# [Exercise materials]
——————————

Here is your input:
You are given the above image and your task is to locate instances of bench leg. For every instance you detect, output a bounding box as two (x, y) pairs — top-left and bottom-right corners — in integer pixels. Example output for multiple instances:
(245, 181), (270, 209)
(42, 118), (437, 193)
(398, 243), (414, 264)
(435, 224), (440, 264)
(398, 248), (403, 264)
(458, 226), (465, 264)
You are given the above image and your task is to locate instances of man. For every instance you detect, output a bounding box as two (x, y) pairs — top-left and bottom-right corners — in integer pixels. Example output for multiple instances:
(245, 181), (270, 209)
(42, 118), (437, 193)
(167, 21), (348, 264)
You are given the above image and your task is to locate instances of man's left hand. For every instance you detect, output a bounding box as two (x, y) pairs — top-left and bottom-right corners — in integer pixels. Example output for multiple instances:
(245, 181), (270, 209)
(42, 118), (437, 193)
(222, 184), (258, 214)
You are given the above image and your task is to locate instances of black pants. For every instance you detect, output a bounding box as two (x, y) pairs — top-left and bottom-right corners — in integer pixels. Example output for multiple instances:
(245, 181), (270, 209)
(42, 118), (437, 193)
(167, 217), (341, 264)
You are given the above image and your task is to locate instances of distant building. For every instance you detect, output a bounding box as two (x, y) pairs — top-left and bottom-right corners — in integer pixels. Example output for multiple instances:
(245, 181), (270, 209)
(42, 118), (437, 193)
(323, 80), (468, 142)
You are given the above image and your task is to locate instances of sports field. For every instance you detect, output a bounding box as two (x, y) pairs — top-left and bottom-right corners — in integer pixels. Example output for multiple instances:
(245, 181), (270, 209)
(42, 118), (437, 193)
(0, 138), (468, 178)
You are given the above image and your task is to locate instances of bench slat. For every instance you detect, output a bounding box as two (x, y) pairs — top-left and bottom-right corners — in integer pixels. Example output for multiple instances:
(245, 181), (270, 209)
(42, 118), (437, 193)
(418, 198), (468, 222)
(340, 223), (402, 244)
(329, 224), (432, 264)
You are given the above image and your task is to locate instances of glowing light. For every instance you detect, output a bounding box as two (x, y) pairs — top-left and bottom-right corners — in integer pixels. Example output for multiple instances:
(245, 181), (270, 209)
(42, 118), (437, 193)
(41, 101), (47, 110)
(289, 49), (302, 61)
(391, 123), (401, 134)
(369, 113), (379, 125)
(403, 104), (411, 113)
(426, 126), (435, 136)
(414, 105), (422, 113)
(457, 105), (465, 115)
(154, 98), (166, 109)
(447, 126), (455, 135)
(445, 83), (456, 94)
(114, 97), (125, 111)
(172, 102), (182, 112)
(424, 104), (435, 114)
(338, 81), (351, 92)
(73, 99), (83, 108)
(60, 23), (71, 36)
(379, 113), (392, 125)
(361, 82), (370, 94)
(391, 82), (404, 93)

——————————

# [Exercise objective]
Reproduce all of the data above line for line, with no change to any word, number, or punctuation mark.

# [Finished answer]
Here is your input:
You are given the above image and your task is to locate instances of bench leg. For every instance you detect, output a bounding box as two (x, y) pairs — top-left and bottom-right corners — in integer pixels. Example output for multiple instances:
(245, 181), (270, 209)
(42, 118), (437, 193)
(398, 243), (414, 264)
(435, 224), (440, 264)
(398, 248), (403, 264)
(458, 226), (465, 264)
You are given the above image and your task is to locate instances of man. For every instance you detect, output a bounding box as two (x, y) pairs — top-left and bottom-right corners — in integer pixels. Example output for multiple instances:
(245, 181), (270, 209)
(42, 118), (437, 193)
(167, 21), (348, 264)
You are given the above image and your task is to locate instances of man's left hand. For every instance you detect, output a bounding box as two (x, y) pairs — top-left and bottom-right corners — in integer pixels. Example output for multiple instances:
(245, 181), (270, 209)
(42, 118), (437, 193)
(222, 184), (258, 214)
You are given the above image and your task is to locate instances of black pants. For every instance you detect, output a bounding box as two (x, y) pairs — top-left and bottom-right corners — in integer pixels. Example output for multiple instances:
(245, 181), (270, 209)
(42, 118), (437, 193)
(167, 217), (341, 264)
You are given the above image and your task is to locate instances of distant building. For every instance you detect, output a bounding box as two (x, y) pairs — top-left and bottom-right corners — in integer pixels. Example output for multiple instances:
(245, 181), (270, 209)
(42, 118), (437, 193)
(323, 80), (468, 142)
You are given the above image and your task is to locate instances of sports field. For every instance you detect, output a bounding box as two (x, y) pairs — top-left and bottom-right corners — in integer pixels. Example output for multiple instances:
(245, 181), (270, 209)
(42, 118), (437, 193)
(0, 138), (468, 178)
You are given the above image and your task is to locate instances of bench slat. For every instance you detect, output a bounding box as two (x, y) pairs — top-left and bottom-right corners — in integer pixels. Example output for multiple instances:
(245, 181), (270, 209)
(42, 118), (437, 193)
(418, 198), (468, 222)
(340, 223), (402, 244)
(329, 224), (432, 264)
You are given the above image and your task is to locate instances of glowing light. For every instance you detect, output a bounding box as two (x, y) pairs — top-left and bottom-right corners — in integer pixels. Example output for multiple instances:
(245, 181), (270, 209)
(42, 118), (437, 193)
(41, 101), (47, 110)
(289, 49), (302, 61)
(391, 123), (401, 134)
(369, 113), (379, 125)
(403, 104), (411, 113)
(426, 126), (435, 136)
(414, 105), (422, 113)
(457, 105), (465, 115)
(154, 98), (166, 109)
(447, 126), (455, 135)
(445, 83), (456, 94)
(114, 97), (125, 111)
(172, 102), (182, 112)
(424, 104), (435, 114)
(338, 81), (351, 92)
(73, 99), (83, 108)
(60, 23), (71, 36)
(379, 113), (392, 125)
(361, 82), (370, 94)
(391, 82), (404, 93)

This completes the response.